Natural-language object grounding data
^^^^^^^^
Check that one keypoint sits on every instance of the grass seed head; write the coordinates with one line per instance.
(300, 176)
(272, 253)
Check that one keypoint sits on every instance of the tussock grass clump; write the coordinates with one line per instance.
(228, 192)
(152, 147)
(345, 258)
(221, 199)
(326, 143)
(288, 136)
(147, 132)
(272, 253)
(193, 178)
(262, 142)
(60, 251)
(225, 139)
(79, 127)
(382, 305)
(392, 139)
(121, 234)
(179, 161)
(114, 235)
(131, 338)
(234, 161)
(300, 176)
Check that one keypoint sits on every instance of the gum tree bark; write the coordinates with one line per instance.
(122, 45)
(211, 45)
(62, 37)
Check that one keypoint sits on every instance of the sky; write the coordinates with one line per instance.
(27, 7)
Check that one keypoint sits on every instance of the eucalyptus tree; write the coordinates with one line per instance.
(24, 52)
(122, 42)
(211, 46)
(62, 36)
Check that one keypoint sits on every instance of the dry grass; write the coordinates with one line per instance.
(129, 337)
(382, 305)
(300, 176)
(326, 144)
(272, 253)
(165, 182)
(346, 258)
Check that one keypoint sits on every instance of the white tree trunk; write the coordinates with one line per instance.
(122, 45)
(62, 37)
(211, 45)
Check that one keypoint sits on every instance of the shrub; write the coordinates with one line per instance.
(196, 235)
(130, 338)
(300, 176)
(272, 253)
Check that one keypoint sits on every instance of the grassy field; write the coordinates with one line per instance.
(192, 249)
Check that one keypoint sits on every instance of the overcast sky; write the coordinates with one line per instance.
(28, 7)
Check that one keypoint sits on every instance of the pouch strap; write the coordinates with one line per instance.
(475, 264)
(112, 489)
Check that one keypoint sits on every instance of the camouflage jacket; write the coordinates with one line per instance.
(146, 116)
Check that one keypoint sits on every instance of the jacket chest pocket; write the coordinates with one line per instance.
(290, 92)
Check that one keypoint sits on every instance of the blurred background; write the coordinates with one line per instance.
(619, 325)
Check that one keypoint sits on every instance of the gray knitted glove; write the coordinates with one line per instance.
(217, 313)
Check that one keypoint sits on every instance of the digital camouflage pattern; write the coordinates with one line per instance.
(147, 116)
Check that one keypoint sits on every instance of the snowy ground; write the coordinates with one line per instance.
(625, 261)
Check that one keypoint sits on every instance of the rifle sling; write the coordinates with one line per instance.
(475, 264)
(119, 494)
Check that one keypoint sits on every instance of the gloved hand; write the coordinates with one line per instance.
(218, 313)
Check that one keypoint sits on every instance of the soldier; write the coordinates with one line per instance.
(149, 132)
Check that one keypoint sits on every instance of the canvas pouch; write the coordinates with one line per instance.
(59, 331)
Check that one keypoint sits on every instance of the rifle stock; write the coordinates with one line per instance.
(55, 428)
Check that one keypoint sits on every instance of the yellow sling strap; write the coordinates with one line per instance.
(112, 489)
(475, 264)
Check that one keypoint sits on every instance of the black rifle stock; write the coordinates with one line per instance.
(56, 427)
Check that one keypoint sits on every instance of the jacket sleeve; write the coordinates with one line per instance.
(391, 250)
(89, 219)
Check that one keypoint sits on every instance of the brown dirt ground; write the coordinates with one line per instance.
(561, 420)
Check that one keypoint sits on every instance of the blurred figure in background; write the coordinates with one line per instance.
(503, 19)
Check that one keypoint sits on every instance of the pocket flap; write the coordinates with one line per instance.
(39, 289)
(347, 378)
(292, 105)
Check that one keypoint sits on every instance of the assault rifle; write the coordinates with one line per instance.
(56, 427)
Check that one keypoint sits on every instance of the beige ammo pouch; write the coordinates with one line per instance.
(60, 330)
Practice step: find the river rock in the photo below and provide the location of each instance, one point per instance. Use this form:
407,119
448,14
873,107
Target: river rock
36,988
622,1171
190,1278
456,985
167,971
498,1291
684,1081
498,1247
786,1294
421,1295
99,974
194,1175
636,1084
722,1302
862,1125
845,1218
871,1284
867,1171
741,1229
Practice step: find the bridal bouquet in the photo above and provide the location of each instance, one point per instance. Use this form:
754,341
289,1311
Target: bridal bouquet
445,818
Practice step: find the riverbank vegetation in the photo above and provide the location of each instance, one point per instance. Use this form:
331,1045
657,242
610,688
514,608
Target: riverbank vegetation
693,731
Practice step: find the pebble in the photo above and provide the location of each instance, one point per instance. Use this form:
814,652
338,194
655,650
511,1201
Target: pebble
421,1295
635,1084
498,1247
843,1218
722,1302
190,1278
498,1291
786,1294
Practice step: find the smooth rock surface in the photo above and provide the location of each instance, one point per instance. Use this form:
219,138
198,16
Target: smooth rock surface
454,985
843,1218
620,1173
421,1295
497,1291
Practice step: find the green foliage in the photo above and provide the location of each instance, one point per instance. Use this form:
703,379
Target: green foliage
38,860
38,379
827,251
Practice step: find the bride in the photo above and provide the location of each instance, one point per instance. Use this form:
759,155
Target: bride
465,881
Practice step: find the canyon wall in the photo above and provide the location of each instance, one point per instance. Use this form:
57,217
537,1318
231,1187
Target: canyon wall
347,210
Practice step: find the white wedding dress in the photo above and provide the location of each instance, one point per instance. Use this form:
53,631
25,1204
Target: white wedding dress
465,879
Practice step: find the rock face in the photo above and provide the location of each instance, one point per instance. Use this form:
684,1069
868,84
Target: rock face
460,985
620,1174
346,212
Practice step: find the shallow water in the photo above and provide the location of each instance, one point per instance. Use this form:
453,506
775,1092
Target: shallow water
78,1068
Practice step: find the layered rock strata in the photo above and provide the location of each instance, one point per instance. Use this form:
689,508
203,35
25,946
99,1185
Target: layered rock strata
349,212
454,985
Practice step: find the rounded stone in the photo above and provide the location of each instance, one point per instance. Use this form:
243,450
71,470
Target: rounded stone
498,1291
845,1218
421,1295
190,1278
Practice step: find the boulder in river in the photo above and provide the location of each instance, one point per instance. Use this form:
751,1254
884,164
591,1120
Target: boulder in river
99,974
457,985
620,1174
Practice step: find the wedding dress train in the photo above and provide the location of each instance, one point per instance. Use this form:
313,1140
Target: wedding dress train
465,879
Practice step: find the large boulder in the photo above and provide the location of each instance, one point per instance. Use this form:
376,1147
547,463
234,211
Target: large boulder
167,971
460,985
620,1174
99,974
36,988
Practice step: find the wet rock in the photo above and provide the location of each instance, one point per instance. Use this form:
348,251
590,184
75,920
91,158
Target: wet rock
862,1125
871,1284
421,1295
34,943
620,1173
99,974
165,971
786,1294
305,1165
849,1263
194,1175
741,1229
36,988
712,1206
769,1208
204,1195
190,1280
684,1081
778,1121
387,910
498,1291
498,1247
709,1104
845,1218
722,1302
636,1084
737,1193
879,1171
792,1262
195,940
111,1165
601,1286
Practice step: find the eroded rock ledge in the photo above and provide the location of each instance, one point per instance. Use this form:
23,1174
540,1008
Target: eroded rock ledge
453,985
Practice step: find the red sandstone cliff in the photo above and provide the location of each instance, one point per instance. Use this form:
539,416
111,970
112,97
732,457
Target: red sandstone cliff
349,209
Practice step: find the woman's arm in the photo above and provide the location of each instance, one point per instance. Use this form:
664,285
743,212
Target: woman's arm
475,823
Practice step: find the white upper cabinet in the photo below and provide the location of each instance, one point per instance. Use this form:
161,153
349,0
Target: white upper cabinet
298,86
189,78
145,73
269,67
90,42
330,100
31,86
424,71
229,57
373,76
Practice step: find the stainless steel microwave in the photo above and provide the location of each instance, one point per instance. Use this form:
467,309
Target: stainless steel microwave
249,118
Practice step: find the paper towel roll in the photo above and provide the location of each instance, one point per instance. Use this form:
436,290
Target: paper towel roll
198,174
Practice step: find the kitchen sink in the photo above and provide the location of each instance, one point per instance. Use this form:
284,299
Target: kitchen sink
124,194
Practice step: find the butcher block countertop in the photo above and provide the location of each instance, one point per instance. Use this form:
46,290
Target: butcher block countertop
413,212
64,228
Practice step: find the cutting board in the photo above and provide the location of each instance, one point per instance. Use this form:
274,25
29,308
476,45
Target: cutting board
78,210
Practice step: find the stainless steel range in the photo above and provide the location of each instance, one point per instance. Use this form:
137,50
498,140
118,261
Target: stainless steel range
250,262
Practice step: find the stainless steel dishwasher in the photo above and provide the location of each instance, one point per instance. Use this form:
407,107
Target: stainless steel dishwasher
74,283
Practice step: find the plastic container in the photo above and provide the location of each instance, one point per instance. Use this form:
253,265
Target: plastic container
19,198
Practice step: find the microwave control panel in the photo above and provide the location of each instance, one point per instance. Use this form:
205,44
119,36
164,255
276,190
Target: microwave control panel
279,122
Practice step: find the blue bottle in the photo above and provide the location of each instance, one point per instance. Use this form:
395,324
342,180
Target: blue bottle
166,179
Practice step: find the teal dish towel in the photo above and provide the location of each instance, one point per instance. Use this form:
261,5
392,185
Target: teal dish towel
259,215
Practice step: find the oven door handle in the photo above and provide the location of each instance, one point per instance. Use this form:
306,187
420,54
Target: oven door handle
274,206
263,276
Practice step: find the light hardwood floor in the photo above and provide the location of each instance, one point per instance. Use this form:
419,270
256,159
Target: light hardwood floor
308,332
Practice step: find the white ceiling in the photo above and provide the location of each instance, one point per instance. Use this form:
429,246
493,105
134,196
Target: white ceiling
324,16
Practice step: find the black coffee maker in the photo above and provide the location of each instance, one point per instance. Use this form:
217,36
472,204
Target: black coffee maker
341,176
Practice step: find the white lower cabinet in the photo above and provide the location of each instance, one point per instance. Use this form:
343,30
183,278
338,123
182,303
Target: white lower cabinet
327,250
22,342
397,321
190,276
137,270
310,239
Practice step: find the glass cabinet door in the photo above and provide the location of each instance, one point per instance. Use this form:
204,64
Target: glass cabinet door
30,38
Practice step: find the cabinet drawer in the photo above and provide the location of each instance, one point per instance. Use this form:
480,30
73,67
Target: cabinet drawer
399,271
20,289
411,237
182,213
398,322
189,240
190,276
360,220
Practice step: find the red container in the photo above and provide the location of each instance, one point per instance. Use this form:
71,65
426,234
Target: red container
^^^^^^^^
Your answer should be a single number: the count of lines in the entries that contain the word "below".

## ANSWER AREA
2